## Work item
When you reach the line with "Put a dot on every instance of the red torii" in the data below, begin printing lines exactly, and stop once the line with "Put a dot on every instance of the castle" has been printed.

## Given data
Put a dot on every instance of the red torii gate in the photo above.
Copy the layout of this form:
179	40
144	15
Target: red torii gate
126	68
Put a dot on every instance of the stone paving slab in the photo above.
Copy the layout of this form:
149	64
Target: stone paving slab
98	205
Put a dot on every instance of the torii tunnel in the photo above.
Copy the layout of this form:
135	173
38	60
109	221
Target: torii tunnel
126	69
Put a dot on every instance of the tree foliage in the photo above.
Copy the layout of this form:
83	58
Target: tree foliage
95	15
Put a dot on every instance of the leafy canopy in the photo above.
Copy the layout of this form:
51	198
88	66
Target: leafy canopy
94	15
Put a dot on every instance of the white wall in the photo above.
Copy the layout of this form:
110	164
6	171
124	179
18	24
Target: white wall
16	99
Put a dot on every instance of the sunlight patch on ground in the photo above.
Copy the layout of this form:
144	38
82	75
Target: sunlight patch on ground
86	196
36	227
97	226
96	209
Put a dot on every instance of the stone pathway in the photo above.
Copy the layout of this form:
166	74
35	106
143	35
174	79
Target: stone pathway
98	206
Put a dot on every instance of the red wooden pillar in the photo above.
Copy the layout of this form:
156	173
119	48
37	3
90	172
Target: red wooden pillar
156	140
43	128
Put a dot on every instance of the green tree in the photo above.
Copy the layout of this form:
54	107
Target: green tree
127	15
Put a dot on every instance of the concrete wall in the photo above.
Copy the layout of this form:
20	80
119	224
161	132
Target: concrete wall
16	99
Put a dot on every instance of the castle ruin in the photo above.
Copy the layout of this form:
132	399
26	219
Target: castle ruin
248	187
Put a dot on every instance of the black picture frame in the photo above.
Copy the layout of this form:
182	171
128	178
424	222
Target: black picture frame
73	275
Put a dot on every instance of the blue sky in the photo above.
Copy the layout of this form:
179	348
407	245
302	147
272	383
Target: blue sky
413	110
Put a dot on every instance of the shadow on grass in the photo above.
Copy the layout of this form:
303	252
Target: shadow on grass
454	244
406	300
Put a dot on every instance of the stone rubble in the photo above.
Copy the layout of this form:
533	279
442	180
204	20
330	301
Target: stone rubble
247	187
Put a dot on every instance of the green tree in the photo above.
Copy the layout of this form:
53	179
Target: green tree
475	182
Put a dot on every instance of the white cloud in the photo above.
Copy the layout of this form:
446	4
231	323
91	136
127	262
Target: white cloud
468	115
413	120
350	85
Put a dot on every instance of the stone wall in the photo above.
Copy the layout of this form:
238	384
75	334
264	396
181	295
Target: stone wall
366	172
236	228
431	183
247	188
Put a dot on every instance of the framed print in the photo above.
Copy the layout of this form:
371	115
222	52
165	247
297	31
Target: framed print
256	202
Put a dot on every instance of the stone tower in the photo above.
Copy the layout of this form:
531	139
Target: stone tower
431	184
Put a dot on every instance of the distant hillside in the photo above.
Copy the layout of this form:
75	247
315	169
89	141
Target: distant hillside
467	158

==

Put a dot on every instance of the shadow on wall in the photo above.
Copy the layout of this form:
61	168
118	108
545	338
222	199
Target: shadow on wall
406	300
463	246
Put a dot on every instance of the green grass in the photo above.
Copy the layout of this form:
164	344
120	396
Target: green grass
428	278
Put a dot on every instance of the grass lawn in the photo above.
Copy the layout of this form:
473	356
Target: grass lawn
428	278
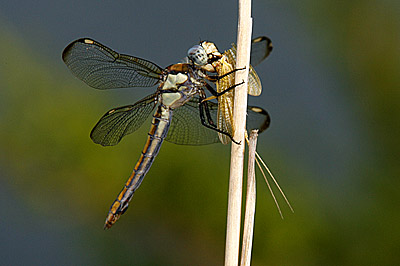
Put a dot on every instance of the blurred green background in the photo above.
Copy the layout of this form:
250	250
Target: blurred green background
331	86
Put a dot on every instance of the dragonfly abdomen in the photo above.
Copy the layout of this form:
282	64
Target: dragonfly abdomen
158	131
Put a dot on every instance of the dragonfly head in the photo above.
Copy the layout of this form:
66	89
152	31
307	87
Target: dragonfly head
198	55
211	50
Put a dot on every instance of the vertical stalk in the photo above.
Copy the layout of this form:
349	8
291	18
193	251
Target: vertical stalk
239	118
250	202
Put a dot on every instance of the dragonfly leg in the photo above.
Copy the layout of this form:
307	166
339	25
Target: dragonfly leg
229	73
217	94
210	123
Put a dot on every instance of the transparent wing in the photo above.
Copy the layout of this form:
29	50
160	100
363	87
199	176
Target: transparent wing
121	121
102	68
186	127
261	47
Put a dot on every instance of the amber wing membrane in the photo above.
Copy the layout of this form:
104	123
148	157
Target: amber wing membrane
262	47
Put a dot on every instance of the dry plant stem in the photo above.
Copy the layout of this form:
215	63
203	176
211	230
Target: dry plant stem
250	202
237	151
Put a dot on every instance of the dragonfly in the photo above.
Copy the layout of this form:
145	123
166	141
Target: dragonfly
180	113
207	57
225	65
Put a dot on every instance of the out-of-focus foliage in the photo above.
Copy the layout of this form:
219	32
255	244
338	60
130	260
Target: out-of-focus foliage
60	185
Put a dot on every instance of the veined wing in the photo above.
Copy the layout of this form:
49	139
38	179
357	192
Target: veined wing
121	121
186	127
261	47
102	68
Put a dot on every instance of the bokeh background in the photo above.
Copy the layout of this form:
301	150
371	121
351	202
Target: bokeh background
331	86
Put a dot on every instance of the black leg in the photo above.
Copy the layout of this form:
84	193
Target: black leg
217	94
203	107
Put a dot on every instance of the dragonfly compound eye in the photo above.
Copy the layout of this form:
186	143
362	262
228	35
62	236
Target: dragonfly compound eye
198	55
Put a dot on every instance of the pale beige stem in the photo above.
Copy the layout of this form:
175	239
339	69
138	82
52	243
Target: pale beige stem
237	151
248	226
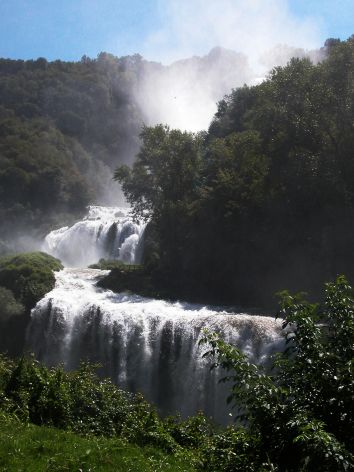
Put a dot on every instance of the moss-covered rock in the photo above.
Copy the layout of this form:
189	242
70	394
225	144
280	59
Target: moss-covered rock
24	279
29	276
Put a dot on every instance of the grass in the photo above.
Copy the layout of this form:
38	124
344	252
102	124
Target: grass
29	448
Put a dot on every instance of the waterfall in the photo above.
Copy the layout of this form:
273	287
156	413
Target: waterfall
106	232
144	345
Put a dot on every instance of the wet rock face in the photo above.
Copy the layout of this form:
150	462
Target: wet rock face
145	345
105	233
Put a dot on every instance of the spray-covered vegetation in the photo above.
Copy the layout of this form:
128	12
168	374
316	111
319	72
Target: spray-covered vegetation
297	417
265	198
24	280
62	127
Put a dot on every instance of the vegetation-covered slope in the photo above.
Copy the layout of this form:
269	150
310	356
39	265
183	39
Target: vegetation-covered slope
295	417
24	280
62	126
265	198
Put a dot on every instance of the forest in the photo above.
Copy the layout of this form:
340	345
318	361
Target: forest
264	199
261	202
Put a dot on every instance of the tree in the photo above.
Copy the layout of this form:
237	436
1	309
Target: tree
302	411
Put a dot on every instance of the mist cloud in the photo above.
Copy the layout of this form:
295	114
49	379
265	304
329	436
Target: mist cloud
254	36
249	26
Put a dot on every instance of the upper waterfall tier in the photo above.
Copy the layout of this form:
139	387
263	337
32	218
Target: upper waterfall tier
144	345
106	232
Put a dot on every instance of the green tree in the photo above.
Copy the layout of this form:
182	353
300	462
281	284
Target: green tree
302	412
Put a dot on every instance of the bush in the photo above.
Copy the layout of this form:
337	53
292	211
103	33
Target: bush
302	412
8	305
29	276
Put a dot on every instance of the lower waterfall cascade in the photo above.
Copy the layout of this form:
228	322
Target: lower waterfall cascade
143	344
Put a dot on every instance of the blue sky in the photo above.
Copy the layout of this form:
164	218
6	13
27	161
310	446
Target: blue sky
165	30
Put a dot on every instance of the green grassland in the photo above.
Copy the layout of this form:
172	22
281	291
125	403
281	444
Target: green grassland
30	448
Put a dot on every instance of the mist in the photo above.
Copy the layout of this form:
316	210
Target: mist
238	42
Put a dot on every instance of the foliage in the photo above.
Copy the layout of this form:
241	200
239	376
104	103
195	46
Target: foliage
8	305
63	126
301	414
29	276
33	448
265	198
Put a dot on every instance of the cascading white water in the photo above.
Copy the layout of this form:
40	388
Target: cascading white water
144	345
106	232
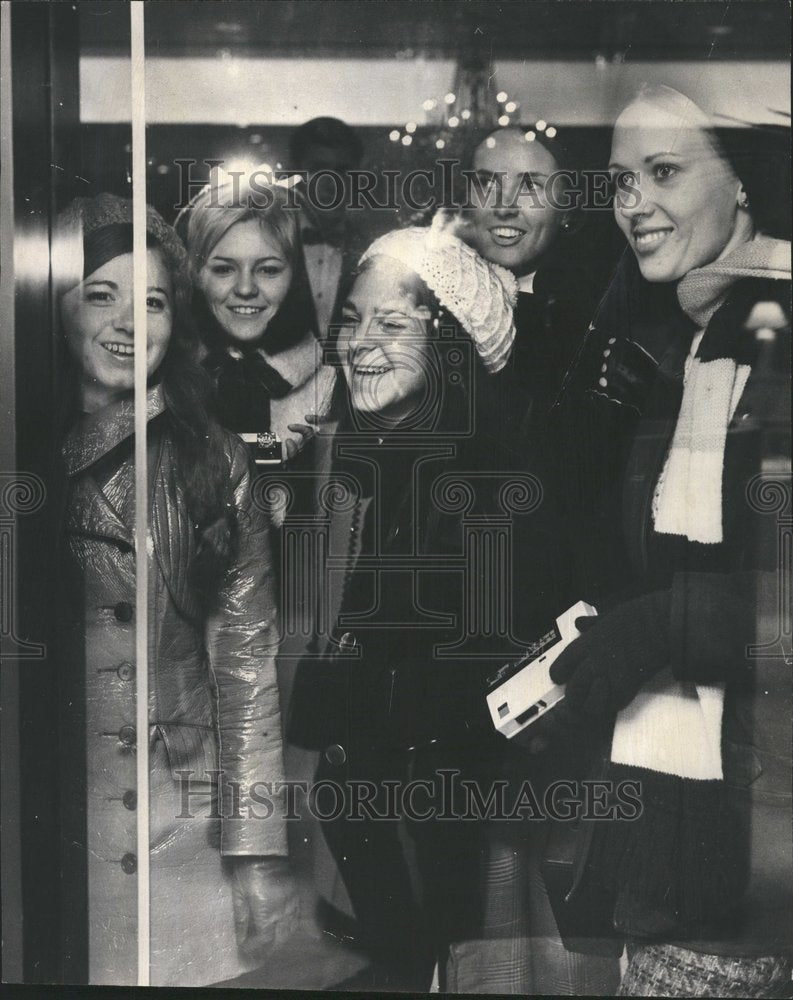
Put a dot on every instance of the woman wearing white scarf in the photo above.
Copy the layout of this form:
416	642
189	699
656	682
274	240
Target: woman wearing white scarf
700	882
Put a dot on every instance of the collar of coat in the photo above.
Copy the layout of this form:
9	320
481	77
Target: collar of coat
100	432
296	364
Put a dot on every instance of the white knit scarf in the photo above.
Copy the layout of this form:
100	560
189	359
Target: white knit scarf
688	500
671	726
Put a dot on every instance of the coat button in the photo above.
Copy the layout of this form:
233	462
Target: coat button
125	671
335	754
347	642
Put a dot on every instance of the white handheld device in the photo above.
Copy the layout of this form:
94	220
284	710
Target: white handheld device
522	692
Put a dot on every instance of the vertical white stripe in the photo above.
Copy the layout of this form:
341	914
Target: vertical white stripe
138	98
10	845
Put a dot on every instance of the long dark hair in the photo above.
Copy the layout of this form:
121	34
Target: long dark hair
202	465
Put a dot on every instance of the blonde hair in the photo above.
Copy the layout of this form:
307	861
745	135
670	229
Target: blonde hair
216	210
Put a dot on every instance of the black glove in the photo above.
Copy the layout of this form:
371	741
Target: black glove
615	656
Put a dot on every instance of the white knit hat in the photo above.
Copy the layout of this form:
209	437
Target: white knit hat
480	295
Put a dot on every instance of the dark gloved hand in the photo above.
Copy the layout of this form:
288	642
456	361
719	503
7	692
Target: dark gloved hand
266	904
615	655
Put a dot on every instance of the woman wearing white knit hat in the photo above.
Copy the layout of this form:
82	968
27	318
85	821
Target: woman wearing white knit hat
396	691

## Result for this task
Put a dot on every instance of the red torii gate in the photo above.
Copy the layout of this form:
179	40
144	15
Target: red torii gate
126	68
Put a dot on every instance of the stone paving slab in the photo above.
Copy the layout of this form:
149	64
Target: stone paving slab
98	205
Put a dot on every instance of the torii tunnel in the photo above.
Copy the layout of this form:
135	173
38	60
109	221
Target: torii tunnel
126	69
Put a dot on every instance of the tree foliage in the photo above.
Copy the layout of this form:
83	58
Target: tree foliage
95	15
Put a dot on every instance of the leafy canopy in the photo above.
Copy the layout of this form:
51	198
88	66
Target: leafy canopy
94	15
Put a dot on every instance of the white wall in the photo above.
Copy the layout of this form:
110	164
6	171
124	179
18	24
Target: white wall
16	99
Put a dot on every instance of the sunlight patch on ground in the photo above.
Copy the layout of this form:
144	38
82	75
Target: sunlight patch on ground
86	196
36	227
97	226
96	209
Put a dot on every instance of the stone pathway in the photo above.
Copy the layout of this form:
166	74
35	106
143	35
174	79
Target: stone pathway
98	206
Put a dot on every instance of the red wooden pillar in the photo above.
Copy the layout of this form:
156	173
119	48
37	3
90	172
Target: red wooden pillar
156	140
43	128
Put a dot on every instance of the green tree in the photo above.
Copy the layout of this form:
54	107
Target: green tree
127	15
Put a dot on every instance of the concrete wall in the photo above.
Copy the layout of this form:
20	80
119	224
161	132
Target: concrete wall
16	99
Put a dot on every instance of the castle ruin in the photo above.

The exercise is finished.